→ **Exercise prompt**
In the listing below, list every line that contains the word "arched".

Records from a point-labeling set
....

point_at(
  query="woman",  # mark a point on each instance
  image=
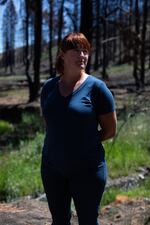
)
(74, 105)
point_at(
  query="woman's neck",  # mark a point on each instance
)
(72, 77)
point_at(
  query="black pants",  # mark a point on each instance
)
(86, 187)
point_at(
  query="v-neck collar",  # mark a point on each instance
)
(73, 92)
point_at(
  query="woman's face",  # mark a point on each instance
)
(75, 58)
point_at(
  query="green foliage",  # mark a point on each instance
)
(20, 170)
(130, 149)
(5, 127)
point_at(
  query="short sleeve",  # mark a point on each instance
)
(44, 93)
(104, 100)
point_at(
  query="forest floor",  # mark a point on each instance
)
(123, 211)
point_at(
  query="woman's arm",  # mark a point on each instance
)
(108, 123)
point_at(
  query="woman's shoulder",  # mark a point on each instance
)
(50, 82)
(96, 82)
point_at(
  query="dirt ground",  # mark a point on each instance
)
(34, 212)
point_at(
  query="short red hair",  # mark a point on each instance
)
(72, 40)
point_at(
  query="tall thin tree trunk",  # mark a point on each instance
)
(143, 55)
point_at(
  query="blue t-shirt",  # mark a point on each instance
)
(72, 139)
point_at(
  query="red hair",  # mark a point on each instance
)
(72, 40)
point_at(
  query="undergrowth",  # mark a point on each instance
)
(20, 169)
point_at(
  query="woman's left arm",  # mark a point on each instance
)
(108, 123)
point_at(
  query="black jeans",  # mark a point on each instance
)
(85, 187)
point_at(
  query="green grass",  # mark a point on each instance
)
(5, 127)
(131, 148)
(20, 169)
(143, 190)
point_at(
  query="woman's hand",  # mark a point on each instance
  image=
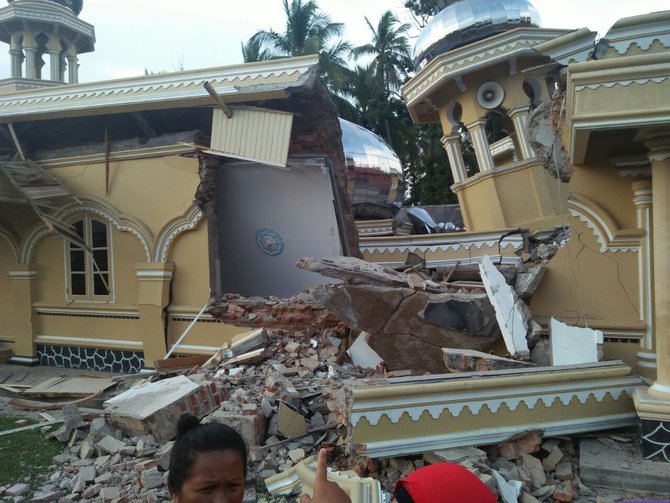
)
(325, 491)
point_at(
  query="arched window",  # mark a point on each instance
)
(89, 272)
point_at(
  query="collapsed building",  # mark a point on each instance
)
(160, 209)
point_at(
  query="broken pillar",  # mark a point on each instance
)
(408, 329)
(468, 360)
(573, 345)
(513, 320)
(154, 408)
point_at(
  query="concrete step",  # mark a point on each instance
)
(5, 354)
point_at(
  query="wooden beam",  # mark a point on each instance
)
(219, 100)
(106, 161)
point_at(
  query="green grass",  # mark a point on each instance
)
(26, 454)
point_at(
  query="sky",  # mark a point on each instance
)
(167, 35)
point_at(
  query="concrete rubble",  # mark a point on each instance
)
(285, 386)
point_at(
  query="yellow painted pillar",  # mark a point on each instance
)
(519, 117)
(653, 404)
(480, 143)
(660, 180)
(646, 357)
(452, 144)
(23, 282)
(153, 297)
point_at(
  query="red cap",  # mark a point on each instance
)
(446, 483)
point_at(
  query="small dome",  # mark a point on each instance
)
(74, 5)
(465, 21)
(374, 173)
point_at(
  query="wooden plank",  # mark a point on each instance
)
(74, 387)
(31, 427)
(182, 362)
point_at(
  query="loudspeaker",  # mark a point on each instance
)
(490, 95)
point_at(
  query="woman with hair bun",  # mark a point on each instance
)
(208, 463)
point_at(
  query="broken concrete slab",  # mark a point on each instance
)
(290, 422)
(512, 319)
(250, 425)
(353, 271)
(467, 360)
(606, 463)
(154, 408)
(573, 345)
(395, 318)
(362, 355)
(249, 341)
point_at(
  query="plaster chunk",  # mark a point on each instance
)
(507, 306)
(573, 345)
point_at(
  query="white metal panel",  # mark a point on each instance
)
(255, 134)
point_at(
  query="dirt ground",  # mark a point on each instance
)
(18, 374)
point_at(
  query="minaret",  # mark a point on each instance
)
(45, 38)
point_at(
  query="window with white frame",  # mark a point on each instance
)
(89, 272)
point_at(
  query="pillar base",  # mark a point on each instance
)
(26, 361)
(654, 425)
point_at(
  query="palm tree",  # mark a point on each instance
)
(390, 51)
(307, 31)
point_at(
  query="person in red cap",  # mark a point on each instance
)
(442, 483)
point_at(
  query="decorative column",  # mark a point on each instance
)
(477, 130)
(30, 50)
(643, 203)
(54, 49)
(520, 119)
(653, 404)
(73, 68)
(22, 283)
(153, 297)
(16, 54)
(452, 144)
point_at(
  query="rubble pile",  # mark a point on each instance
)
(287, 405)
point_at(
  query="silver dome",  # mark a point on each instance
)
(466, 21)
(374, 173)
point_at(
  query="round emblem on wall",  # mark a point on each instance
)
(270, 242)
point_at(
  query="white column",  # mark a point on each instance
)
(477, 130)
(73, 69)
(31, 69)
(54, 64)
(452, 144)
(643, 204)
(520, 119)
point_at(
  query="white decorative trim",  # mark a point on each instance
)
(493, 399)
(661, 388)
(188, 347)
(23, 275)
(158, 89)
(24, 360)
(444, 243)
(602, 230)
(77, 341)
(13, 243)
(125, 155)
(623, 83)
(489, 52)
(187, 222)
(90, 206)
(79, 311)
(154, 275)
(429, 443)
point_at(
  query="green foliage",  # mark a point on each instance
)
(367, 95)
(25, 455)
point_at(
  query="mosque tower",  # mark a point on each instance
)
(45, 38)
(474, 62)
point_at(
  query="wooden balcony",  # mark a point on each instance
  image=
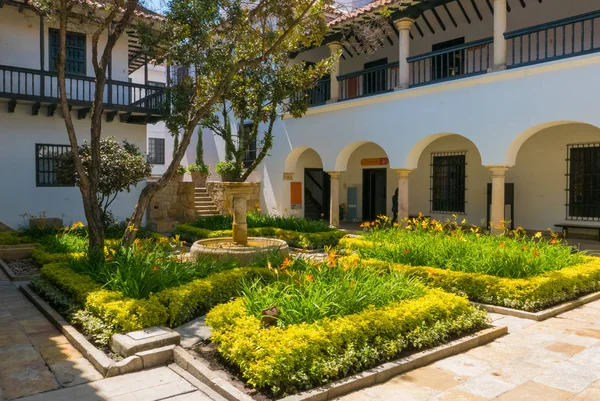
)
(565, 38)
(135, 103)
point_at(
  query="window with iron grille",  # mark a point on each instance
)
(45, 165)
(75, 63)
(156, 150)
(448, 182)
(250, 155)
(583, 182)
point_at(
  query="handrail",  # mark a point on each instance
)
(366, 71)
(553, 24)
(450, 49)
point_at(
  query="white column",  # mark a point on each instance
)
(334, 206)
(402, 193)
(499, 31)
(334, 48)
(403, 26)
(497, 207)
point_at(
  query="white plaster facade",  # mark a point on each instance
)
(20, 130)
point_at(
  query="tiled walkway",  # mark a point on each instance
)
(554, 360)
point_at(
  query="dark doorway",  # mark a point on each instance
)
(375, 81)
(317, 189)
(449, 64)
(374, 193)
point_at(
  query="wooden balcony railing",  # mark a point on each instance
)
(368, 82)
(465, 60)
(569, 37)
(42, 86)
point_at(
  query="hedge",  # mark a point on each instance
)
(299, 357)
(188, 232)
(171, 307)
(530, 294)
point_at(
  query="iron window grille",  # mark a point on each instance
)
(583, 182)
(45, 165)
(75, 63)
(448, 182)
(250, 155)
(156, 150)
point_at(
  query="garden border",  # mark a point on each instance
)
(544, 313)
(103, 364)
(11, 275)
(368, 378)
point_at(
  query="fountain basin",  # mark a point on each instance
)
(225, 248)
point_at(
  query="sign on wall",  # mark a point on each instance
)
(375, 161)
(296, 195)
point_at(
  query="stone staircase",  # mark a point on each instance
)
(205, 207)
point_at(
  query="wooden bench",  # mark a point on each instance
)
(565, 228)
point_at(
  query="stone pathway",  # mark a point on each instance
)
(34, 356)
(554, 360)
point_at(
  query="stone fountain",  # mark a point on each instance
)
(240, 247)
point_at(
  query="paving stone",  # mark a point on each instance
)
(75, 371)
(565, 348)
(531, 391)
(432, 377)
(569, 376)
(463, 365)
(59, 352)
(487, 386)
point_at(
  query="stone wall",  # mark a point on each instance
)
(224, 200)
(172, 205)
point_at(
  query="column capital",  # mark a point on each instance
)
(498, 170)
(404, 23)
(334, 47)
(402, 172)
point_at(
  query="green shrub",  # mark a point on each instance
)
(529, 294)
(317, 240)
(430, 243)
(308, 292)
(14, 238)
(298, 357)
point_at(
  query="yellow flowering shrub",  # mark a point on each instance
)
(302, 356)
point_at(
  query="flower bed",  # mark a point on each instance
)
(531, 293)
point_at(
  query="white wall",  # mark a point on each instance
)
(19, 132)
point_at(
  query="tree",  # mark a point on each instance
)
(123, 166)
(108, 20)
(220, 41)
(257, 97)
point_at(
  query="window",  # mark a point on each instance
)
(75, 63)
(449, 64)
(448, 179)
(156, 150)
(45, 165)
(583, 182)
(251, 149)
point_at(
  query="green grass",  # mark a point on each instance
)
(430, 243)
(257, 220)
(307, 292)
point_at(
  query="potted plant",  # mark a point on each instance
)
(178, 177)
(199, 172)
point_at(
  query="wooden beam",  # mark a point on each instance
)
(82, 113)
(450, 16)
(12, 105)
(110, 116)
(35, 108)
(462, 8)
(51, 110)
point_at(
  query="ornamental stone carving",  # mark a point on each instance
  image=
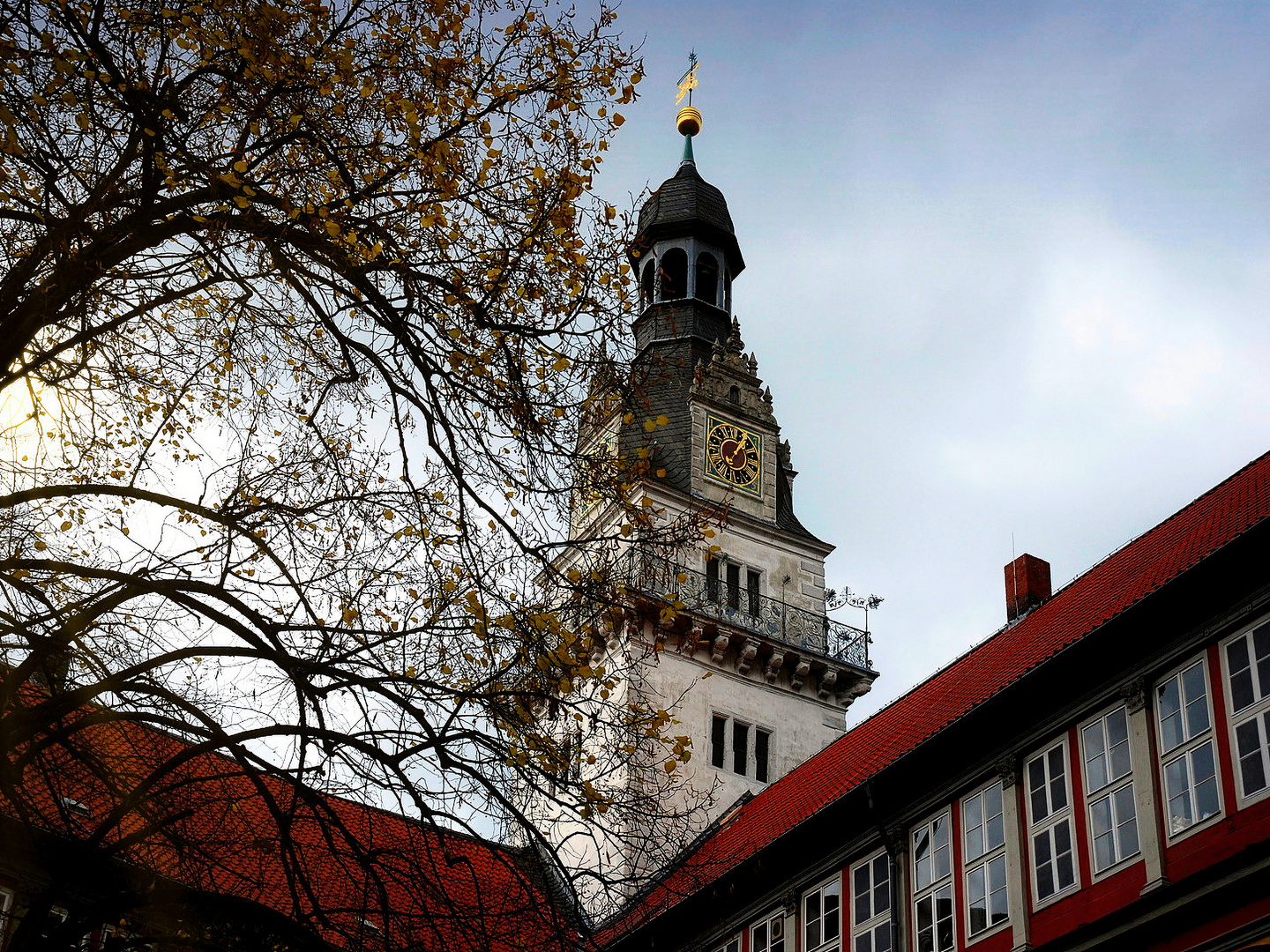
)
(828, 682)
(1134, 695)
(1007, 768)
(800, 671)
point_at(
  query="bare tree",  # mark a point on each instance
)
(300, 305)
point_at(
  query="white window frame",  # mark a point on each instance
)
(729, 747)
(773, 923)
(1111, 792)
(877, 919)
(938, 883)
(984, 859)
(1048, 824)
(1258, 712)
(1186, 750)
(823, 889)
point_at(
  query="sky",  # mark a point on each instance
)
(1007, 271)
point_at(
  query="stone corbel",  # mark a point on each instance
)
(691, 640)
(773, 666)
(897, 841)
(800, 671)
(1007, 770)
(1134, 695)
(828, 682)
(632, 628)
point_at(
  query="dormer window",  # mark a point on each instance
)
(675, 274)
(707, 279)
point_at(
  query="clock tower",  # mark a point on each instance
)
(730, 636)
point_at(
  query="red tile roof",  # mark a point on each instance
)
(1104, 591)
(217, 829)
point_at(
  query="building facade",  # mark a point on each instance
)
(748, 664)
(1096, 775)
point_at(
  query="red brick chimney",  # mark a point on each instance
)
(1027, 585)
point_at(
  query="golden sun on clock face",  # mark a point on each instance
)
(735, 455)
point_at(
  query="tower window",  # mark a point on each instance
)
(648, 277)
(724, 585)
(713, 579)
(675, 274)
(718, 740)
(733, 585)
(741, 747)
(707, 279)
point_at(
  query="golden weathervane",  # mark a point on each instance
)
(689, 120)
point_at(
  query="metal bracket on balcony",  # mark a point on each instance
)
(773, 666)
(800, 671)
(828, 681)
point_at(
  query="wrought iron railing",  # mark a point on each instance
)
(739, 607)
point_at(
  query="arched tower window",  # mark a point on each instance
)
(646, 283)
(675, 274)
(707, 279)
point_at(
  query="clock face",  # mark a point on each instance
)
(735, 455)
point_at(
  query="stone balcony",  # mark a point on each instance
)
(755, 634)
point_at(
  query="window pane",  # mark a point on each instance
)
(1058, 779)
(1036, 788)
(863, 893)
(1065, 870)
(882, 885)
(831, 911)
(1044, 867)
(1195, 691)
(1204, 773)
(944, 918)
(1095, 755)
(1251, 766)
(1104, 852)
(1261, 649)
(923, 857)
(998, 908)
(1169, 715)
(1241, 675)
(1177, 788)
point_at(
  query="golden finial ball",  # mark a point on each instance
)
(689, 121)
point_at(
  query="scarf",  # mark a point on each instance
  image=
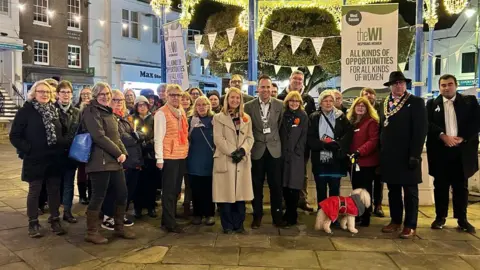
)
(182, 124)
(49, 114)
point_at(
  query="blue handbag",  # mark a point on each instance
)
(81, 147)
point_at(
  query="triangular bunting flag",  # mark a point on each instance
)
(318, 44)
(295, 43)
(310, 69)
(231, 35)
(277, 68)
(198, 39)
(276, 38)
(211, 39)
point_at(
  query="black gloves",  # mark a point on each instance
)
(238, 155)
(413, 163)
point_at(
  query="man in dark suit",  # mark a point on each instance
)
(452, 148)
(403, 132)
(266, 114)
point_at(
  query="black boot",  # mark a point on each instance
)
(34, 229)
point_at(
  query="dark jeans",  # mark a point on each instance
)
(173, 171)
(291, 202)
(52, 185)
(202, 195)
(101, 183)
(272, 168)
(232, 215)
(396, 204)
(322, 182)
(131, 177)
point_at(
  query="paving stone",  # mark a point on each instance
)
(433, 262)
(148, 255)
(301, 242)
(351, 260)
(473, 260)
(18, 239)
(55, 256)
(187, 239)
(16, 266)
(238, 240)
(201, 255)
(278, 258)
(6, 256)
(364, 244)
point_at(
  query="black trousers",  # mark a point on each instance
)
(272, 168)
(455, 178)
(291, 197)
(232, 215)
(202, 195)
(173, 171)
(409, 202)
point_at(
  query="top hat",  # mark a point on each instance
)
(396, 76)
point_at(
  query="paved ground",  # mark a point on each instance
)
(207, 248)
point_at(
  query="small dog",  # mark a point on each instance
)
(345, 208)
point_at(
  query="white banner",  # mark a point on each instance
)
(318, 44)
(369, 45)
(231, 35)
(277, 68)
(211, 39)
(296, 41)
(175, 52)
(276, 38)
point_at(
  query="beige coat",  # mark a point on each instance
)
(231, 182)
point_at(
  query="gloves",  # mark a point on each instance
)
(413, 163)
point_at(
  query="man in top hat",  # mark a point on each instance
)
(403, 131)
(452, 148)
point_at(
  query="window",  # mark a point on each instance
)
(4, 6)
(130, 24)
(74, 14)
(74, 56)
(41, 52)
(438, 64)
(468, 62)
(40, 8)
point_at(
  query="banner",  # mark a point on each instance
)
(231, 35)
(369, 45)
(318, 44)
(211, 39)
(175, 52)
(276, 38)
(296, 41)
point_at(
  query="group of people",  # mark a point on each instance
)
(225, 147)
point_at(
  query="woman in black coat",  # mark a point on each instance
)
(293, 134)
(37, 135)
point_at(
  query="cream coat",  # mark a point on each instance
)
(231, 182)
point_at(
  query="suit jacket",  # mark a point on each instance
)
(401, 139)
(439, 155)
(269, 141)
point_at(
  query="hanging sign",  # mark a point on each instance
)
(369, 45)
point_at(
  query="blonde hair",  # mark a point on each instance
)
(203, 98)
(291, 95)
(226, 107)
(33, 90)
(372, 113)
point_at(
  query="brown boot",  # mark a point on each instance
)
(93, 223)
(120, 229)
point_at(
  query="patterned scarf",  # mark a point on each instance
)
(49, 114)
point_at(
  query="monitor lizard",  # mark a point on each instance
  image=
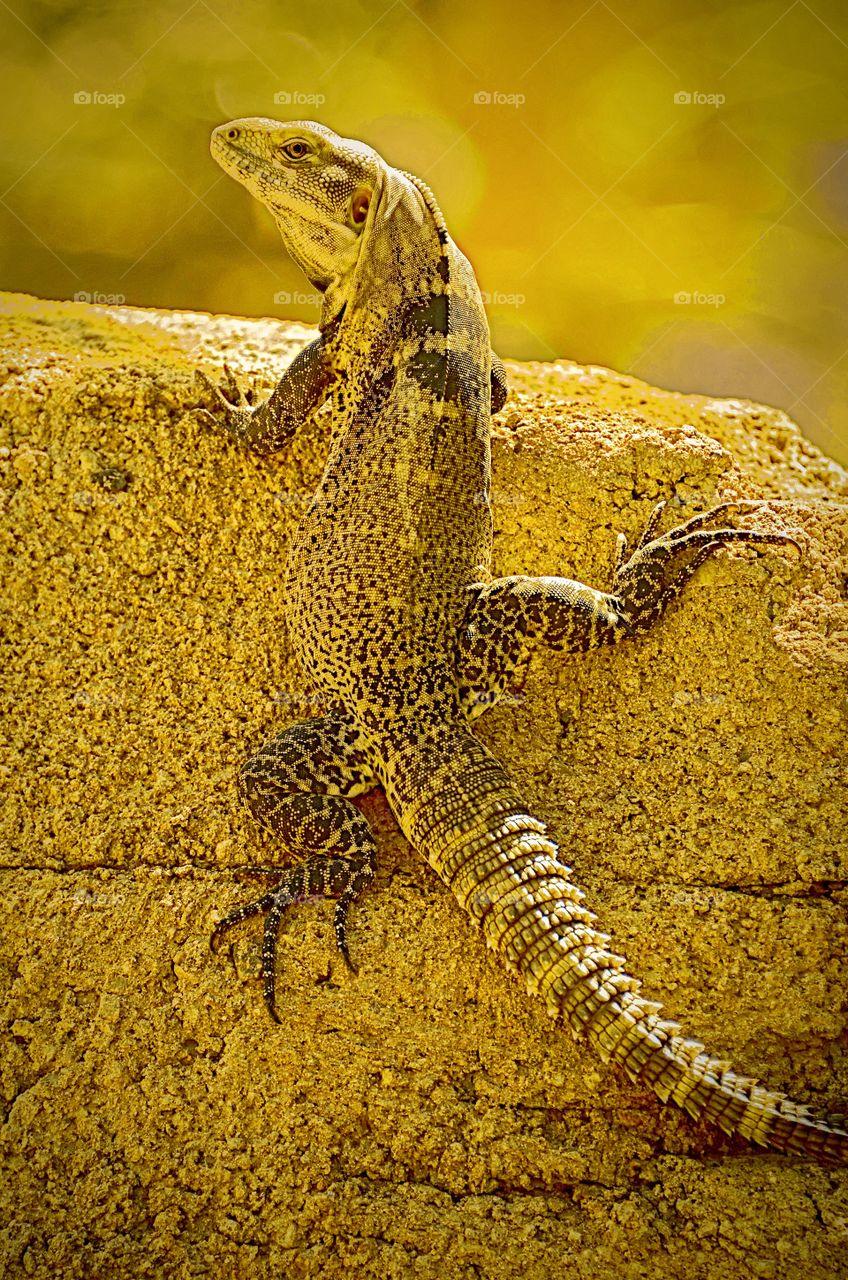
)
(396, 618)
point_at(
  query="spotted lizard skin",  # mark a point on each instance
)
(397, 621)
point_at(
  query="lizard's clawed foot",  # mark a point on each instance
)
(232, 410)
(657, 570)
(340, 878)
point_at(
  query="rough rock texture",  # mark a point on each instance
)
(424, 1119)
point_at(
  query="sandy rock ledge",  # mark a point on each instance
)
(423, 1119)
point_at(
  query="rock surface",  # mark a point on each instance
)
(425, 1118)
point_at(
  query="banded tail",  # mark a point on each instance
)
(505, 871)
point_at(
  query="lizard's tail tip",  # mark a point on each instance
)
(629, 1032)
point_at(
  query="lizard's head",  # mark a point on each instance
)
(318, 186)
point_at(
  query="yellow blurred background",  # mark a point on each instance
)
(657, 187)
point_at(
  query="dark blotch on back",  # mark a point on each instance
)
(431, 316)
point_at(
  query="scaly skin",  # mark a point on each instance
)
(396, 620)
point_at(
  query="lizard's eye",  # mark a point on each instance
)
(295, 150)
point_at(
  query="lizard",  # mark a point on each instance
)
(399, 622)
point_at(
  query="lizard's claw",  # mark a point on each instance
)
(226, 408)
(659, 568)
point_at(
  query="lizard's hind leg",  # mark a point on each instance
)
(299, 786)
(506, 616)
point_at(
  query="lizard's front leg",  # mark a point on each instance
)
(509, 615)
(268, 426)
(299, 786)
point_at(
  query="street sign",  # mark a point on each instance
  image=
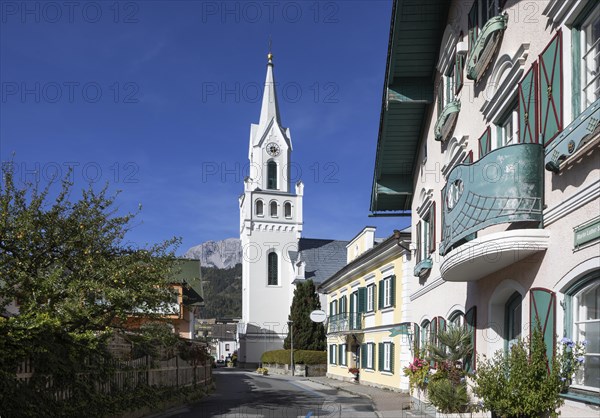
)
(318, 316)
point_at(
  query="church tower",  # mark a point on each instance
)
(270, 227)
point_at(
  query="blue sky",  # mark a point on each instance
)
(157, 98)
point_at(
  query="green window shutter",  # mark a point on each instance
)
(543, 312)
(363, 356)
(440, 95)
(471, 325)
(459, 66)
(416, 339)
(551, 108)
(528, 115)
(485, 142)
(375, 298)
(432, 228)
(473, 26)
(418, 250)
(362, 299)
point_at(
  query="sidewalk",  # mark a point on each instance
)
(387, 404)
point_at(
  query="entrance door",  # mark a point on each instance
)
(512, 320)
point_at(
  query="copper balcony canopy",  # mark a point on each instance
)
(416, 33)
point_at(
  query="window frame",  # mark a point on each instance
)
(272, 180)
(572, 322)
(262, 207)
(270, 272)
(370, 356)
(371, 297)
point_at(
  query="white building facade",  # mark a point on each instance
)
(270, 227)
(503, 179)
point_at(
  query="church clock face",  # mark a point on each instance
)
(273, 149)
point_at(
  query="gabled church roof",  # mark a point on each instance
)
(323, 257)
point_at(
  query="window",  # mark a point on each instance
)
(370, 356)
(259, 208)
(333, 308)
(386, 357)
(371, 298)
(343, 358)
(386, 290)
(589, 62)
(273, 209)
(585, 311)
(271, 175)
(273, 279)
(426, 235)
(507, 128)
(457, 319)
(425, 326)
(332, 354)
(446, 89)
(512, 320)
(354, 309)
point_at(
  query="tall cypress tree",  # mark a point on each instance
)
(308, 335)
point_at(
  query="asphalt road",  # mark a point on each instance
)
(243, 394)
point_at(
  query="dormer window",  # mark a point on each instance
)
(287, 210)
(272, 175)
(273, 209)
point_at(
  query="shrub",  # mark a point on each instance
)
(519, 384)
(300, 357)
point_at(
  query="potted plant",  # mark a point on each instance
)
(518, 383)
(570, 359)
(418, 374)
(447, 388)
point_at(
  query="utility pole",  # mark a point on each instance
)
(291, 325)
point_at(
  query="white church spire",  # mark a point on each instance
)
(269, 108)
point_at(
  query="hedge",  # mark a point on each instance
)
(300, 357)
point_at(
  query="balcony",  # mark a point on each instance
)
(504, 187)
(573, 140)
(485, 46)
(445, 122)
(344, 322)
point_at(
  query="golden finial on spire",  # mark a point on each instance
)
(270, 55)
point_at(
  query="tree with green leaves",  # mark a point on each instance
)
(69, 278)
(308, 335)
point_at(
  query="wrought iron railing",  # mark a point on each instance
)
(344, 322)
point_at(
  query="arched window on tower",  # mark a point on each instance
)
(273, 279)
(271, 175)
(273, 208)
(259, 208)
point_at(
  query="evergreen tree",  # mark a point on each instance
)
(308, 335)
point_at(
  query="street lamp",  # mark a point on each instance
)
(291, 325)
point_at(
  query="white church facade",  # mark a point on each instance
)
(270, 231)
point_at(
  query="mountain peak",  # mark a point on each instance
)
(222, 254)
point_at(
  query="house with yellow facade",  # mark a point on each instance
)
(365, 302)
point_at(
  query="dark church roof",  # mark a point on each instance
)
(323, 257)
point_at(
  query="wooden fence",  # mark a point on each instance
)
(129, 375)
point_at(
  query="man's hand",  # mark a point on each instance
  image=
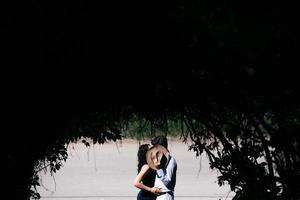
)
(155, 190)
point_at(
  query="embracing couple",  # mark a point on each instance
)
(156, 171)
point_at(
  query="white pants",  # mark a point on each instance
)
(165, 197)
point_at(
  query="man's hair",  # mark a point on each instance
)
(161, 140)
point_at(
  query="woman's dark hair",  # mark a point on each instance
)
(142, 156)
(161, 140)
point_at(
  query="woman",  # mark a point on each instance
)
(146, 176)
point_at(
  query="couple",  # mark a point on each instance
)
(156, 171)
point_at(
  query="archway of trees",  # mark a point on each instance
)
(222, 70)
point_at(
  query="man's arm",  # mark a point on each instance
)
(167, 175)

....

→ **Response**
  query="arched window",  # mark a point on each instance
  query="arched tower window",  # mark a point on each instance
  query="arched window on tower",  # mark a point on each instance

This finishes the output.